** SOURCE TEXT **
##########

Background — Endometriosis is a chronic gynecological disease affecting approximately 10% of reproductive aged females and leads to decreased quality of life and productivity. Despite effective medical options, many women do require surgery for endometriosis. There is limited literature examining long term outcomes of endometriosis surgery.
Objective — This study aimed to characterize the long-term outcomes, including recurrence of symptoms, fertility outcomes, and need for reoperation, of patients who underwent surgical management for endometriosis.

##########

Natural language descriptions of regions:

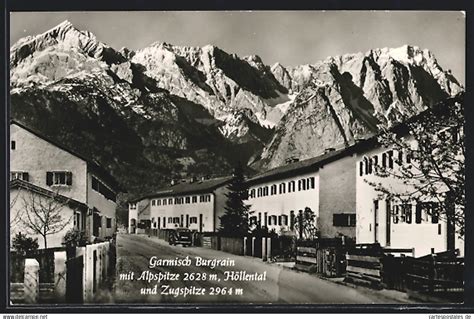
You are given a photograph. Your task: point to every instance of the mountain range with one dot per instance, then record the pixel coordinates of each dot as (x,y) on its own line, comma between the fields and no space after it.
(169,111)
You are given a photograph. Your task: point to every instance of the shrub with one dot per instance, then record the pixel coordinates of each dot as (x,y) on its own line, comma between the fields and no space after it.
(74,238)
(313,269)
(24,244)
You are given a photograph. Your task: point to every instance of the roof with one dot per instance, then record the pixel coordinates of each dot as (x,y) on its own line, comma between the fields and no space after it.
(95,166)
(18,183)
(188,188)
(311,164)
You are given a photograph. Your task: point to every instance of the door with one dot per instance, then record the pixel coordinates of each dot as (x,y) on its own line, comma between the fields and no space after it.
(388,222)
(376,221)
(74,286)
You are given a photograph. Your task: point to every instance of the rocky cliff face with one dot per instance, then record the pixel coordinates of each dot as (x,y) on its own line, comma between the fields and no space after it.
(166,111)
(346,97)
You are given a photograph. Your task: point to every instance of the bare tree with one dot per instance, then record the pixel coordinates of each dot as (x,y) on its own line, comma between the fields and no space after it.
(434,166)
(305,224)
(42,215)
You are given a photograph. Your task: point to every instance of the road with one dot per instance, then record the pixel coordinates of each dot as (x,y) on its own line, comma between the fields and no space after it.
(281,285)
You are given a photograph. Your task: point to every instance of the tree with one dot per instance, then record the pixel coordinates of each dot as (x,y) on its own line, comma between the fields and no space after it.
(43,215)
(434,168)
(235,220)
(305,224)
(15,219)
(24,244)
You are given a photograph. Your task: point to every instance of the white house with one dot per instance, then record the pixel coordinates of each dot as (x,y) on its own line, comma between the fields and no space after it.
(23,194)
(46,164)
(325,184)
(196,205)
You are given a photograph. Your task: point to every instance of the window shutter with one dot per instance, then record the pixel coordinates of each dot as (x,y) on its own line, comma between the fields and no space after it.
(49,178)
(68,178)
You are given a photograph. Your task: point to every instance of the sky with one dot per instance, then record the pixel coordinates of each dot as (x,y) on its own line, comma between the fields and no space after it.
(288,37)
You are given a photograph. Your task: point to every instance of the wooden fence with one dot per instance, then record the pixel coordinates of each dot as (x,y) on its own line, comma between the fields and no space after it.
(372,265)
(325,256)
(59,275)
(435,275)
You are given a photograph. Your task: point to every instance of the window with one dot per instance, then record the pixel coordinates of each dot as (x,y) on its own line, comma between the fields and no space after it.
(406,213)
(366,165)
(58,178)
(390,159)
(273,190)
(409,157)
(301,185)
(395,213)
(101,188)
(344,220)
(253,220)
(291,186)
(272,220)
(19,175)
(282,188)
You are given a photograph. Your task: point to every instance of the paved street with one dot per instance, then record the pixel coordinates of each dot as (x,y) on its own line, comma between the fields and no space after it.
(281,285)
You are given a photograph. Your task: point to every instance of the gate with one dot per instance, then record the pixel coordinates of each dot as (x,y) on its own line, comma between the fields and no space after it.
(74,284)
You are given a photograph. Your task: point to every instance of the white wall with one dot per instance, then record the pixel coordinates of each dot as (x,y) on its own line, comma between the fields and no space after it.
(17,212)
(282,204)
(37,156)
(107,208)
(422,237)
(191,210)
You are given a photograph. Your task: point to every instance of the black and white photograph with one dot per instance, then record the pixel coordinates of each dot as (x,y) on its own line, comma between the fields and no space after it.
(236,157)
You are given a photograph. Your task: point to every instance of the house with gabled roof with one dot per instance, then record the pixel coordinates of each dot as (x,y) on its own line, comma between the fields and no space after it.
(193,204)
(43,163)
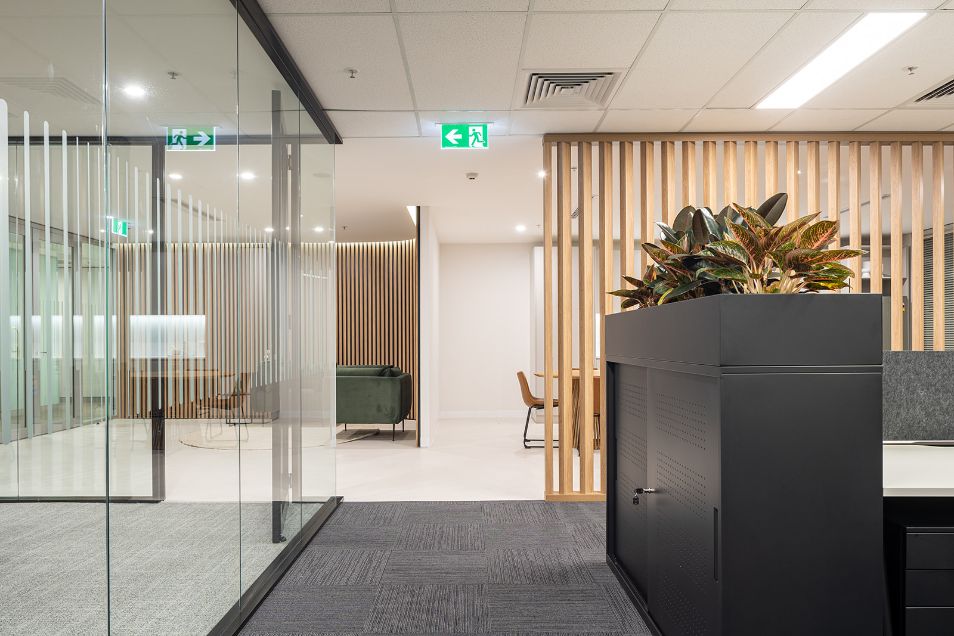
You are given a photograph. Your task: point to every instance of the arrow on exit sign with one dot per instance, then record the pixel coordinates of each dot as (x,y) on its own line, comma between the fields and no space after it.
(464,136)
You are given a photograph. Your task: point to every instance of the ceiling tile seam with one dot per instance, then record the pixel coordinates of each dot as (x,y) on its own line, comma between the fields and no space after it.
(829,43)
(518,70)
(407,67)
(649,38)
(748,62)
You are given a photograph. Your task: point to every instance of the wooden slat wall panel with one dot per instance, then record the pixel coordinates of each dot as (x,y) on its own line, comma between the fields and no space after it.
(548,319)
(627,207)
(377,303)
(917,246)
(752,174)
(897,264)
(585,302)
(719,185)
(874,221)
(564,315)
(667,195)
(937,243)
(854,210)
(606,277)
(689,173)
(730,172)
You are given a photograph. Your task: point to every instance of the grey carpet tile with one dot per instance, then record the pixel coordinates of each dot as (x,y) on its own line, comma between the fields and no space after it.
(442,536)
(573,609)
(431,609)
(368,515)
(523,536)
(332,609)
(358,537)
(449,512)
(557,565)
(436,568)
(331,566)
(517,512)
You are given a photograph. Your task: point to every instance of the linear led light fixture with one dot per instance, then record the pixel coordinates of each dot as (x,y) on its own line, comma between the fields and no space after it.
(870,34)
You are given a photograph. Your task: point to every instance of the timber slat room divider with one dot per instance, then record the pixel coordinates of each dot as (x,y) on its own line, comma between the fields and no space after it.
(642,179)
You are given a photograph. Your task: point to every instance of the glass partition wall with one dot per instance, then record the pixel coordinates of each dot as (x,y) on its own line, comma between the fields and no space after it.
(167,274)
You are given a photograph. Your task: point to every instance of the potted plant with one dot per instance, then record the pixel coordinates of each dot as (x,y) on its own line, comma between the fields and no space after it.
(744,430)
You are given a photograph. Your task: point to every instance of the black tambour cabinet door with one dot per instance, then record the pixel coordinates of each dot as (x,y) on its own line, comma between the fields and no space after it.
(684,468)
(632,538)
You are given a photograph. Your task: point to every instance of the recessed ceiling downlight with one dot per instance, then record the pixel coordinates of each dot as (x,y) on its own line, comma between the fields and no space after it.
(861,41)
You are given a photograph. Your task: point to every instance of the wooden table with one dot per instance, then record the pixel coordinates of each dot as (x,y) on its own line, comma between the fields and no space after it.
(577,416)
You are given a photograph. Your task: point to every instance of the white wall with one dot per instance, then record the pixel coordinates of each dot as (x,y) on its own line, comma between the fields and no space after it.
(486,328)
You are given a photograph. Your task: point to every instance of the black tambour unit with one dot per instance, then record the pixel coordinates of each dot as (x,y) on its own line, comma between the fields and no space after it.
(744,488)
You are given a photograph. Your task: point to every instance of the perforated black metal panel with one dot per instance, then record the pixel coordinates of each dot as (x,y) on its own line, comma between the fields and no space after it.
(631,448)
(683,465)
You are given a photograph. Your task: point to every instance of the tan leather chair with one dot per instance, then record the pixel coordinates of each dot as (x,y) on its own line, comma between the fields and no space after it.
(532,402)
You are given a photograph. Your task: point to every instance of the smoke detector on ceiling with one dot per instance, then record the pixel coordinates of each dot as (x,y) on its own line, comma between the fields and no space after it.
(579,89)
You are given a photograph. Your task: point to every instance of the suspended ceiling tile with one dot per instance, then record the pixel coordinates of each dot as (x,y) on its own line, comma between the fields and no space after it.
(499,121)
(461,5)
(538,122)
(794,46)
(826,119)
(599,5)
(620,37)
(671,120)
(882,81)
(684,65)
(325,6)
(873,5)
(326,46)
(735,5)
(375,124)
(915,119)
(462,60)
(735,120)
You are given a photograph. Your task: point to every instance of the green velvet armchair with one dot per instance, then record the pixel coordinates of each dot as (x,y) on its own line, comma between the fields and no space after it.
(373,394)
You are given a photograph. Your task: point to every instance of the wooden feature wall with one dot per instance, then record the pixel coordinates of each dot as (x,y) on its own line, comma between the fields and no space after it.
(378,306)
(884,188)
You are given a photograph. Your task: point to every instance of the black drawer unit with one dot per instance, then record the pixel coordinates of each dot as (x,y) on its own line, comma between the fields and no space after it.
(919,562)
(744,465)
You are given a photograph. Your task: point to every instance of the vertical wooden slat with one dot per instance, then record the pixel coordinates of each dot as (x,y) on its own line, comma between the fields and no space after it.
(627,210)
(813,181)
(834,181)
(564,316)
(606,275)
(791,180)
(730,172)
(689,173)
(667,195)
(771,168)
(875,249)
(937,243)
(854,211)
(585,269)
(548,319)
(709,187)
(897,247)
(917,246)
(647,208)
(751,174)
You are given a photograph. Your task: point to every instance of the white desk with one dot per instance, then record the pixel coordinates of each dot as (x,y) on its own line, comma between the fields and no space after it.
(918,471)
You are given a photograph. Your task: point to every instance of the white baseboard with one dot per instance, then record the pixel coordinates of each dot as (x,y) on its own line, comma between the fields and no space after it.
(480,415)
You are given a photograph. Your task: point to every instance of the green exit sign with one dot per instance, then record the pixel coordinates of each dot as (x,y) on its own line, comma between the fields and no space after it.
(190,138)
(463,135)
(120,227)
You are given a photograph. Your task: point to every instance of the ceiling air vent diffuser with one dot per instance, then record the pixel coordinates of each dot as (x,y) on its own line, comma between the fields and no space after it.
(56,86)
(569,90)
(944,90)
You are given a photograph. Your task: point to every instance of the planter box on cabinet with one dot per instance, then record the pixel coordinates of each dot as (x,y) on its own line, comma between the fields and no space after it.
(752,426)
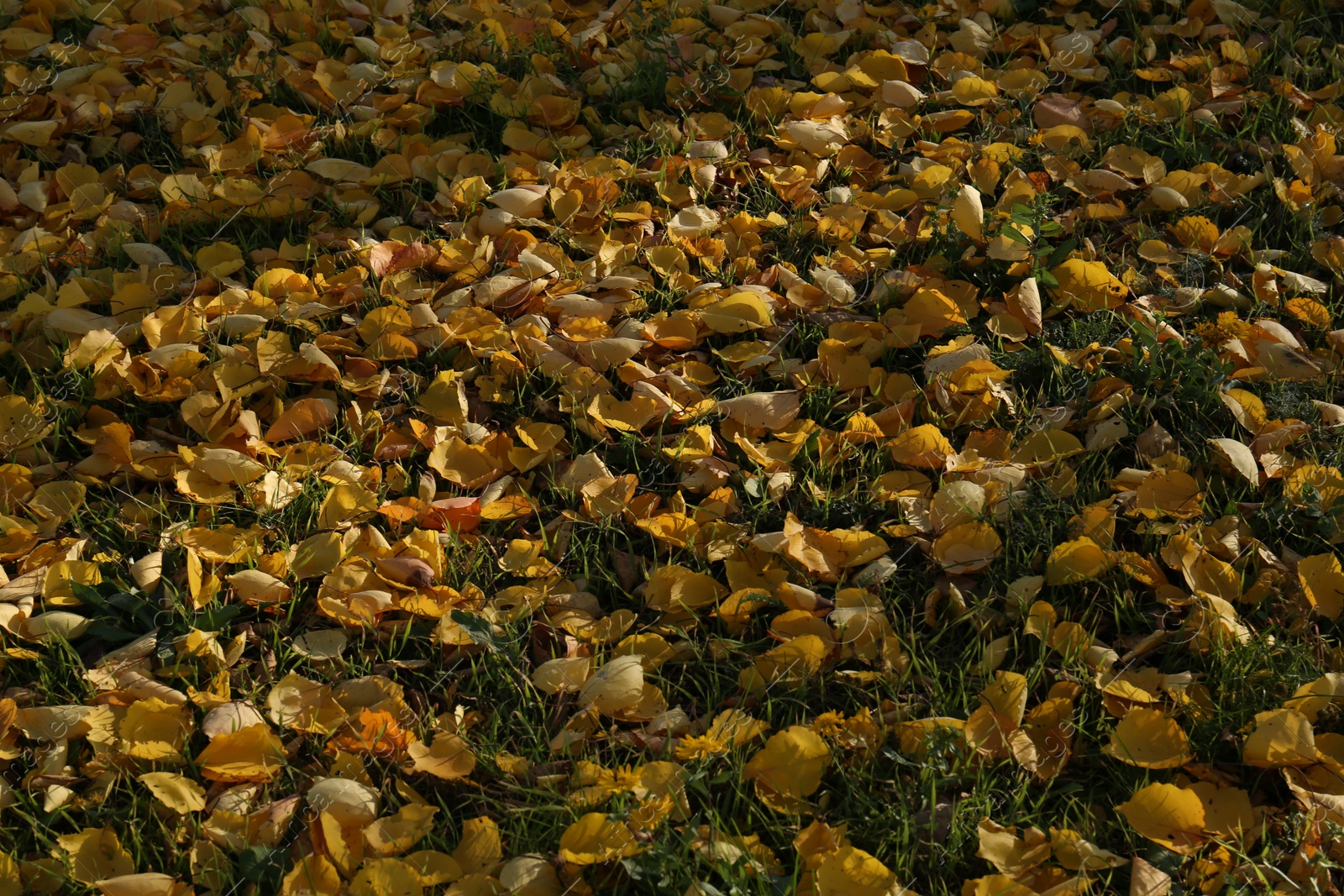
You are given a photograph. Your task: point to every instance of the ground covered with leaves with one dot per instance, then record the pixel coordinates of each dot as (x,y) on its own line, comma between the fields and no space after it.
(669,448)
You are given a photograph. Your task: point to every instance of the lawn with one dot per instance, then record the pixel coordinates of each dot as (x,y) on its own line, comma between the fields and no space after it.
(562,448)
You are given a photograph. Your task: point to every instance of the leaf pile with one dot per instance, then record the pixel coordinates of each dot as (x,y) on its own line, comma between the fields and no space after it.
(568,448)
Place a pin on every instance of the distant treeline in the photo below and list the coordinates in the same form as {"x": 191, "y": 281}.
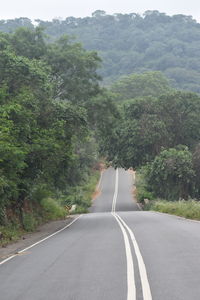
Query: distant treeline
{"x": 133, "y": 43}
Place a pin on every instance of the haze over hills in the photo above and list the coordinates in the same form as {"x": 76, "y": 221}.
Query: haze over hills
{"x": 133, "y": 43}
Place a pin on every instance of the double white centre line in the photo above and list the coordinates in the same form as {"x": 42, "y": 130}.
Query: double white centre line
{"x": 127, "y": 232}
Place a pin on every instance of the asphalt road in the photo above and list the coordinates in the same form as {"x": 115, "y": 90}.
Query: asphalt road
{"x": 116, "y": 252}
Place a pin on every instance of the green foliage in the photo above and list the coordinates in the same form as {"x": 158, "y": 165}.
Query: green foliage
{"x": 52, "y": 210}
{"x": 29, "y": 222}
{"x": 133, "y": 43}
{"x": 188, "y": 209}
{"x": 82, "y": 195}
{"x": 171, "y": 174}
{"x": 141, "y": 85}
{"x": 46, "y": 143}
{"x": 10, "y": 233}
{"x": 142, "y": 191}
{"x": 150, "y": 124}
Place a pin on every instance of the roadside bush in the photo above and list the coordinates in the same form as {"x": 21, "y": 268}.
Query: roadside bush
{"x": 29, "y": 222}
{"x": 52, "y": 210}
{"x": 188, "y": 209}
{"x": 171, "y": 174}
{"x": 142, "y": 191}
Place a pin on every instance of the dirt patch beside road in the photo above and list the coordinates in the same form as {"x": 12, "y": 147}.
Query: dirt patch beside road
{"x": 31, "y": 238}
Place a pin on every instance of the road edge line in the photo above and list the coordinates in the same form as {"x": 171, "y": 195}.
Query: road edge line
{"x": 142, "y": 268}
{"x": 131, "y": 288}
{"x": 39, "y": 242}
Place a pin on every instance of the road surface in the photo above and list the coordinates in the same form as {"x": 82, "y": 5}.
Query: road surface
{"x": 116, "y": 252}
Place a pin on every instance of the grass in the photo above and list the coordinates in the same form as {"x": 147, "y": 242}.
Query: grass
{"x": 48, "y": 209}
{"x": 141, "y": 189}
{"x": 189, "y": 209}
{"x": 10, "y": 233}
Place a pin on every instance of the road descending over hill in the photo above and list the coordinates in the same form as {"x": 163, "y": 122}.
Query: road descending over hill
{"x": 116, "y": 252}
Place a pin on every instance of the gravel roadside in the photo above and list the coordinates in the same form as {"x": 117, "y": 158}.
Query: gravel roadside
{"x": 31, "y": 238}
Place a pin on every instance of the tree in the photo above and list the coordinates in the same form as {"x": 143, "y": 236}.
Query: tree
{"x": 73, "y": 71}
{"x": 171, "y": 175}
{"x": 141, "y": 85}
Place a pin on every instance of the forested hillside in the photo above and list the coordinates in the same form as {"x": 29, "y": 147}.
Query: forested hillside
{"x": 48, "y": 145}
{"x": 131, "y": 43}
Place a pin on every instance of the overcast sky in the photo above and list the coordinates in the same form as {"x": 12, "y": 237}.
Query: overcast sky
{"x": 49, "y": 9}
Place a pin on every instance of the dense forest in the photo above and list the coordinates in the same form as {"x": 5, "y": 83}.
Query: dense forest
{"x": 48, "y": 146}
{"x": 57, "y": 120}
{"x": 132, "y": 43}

##########

** PROMPT 1 **
Please condense the paragraph starting "Background" in the endometriosis text into a short bulleted list that keeps its main facts.
** PROMPT 2 **
According to the endometriosis text, what share of reproductive-aged females does endometriosis affect?
** PROMPT 3 **
Carry on the endometriosis text from the point where it stops.

** TASK RESPONSE 1 **
- Endometriosis is a chronic gynecological disease affecting about 10% of reproductive-aged females, lowering quality of life and productivity.
- Many women still need surgery despite effective medical options.
- Little literature examines long-term outcomes of endometriosis surgery.

** TASK RESPONSE 2 **
Approximately 10%.

** TASK RESPONSE 3 **
Study design — This was a population-based cohort study in which the universal coverage health database for the province of Ontario, Canada, was used to identify women aged 18 to 50 years who underwent surgery for endometriosis from April 1, 2002, through March 31, 2018. Surgery was classified as diagnostic laparoscopy, conservative or uterine preserving (minor or major, with and without ovarian preservation), or hysterectomy (with and without ovarian preservation). The outcomes were evaluated from 30 days after the index surgery to the end of the study period or at censoring. Cox proportional hazard regression models were used to estimate the hazard ratios between exposures and outcomes following adjustment for confounders.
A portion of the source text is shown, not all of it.